● **TASK BRIEF**: Reproduce the passage of the EASE statistics page starting at "Sidak Method" and ending at "down Bonferroni correction.", word for word.

● **SUPPLIED TEXT**:
BEGIN
EASE: Annotation Over-representation Analysis
Statistical Parameter Information
Several sections on this page are used to specify reported statistical and result trimming parameters.
Reported Statistic
Fisher's Exact Probability
The Fisher's Exact Probability reports the probability that a biological theme is
over-represented in the cluster of interest relative to the representation of that theme in the
total gene population. For example, suppose that one has a gene
list of 50 genes from a population of 10,000 genes. Now suppose that 10 of the 50 genes were related to
pathway "A" but only 13 genes in the total population were associated with pathway "A". This scenario
would yield a low probability that the observed number of hits (occurrences of pathway "A") within the small
sample could be due to chance alone. This statistic is based on the hypergeometric distribution and has
benefits over chi-square in that it is appropriate for finite populations. The reference sited for EASE
describes this statistic at length.
EASE Score
The EASE Score reported is essentially a jackknifed Fisher's Exact Probability which is arrived at
by calculation of the Fisher's Exact where one occurrence (list hit for a term) has been removed.
Multiplicity Corrections
Several p-value corrections can be applied to help correct for the chance of arriving at a significant
result when performing multiple tests.
Bonferroni Correction
This correction simply multiplies the statistic by the number of results generated. This is the most
stringent correction of the three options.
Bonferroni Step Down Correction
This modified Bonferroni correction ranks the results by the statistic in ascending order. Each
value is multiplied by (n-rank) where n is the number of results. In the case of a tie, where two
results have the same probability the rank is kept constant until the next element occurs having
a higher probability value. The rank is then adjusted for the number of tied elements where rank was constant.
Sidak Method
This correction uses the following formula where v' is the corrected value and k is the rank of the result
in terms of original statistic value. In this case ties in rank are handled as described in the step down Bonferroni correction.
v' = 1-(1-v)k
Resampling Probability Analysis
The resampling option performs a number of analysis iterations in which random
gene lists of the original cluster size are selected from the population without replacement.
The end result reported for a particular term is the probability of obtaining the determined
significance level by chance.
Trim Parameters
The trim parameters can be applied to filter analysis results based on the number of hits
or the fraction of genes in the cluster that are represented by an annotation term. Sometimes
a term can be found significant but does not represent a large segment of the cluster of interest.
These options can be applied to be certain that a minimum number of genes in the cluster fall under
that particular annotation class. This feature should be used with caution so that biological
themes represented by very few genes are not excluded.
END
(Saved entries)
BEGIN
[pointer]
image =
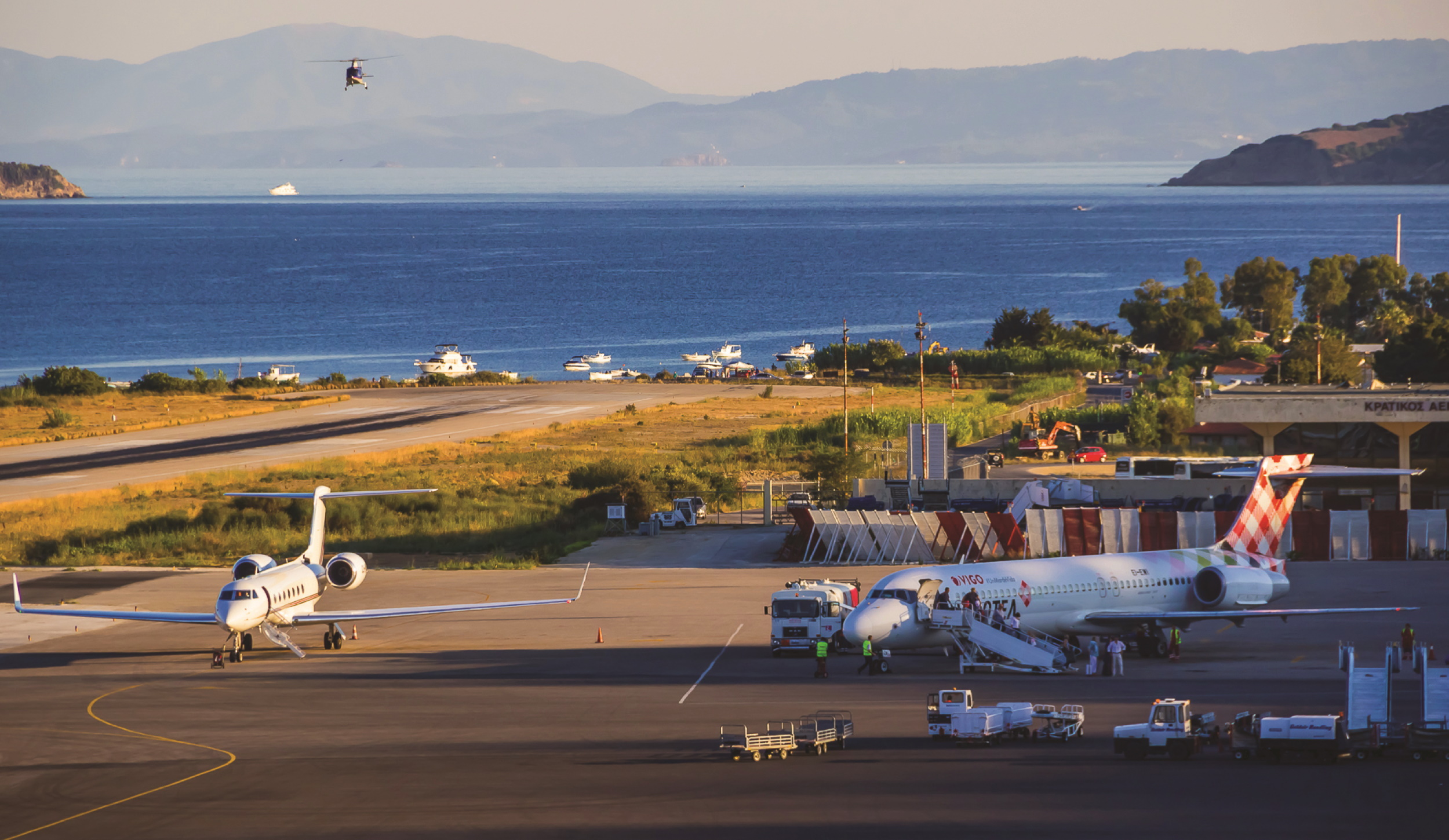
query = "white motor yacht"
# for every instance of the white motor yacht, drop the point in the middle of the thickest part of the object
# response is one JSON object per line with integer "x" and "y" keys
{"x": 448, "y": 361}
{"x": 802, "y": 352}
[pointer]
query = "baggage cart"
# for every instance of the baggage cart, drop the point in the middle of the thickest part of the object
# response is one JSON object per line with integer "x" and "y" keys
{"x": 1058, "y": 725}
{"x": 771, "y": 743}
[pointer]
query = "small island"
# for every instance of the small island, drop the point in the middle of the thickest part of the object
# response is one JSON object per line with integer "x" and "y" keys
{"x": 31, "y": 181}
{"x": 1410, "y": 148}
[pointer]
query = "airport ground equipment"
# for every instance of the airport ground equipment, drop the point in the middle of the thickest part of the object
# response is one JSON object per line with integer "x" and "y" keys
{"x": 941, "y": 706}
{"x": 686, "y": 513}
{"x": 1060, "y": 725}
{"x": 992, "y": 647}
{"x": 778, "y": 739}
{"x": 807, "y": 610}
{"x": 1171, "y": 731}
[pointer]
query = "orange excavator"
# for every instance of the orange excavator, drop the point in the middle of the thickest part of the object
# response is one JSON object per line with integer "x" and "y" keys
{"x": 1042, "y": 444}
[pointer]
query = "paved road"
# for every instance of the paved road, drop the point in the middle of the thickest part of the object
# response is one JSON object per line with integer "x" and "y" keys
{"x": 519, "y": 725}
{"x": 370, "y": 422}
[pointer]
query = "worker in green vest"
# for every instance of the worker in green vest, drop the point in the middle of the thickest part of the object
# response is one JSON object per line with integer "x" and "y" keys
{"x": 868, "y": 652}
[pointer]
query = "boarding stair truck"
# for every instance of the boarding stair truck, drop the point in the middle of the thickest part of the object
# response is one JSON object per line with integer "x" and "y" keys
{"x": 807, "y": 610}
{"x": 1171, "y": 731}
{"x": 1370, "y": 707}
{"x": 686, "y": 513}
{"x": 1428, "y": 737}
{"x": 941, "y": 707}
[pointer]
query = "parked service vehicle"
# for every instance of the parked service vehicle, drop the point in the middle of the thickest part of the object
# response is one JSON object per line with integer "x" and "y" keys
{"x": 1171, "y": 731}
{"x": 685, "y": 513}
{"x": 807, "y": 610}
{"x": 1320, "y": 736}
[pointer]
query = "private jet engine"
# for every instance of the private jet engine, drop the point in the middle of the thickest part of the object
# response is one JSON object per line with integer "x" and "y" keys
{"x": 1229, "y": 587}
{"x": 347, "y": 571}
{"x": 250, "y": 565}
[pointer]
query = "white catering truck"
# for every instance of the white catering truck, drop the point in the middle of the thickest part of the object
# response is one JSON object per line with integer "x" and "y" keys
{"x": 809, "y": 610}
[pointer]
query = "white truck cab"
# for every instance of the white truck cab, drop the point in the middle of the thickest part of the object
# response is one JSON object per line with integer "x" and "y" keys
{"x": 1171, "y": 731}
{"x": 807, "y": 610}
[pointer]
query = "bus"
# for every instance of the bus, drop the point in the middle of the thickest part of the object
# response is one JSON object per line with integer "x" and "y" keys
{"x": 1158, "y": 467}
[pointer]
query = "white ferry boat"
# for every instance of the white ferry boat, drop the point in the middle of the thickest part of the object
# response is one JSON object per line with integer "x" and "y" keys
{"x": 802, "y": 352}
{"x": 280, "y": 374}
{"x": 448, "y": 361}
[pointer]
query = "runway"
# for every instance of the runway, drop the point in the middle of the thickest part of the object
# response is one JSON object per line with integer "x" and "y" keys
{"x": 373, "y": 421}
{"x": 519, "y": 725}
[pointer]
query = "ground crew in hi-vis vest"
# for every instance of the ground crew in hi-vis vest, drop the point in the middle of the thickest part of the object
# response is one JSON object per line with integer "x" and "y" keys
{"x": 868, "y": 652}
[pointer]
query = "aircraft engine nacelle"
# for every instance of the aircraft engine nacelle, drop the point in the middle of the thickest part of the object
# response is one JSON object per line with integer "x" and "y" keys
END
● **WRITTEN REPLY**:
Sidak Method
This correction uses the following formula where v' is the corrected value and k is the rank of the result
in terms of original statistic value. In this case ties in rank are handled as described in the step down Bonferroni correction.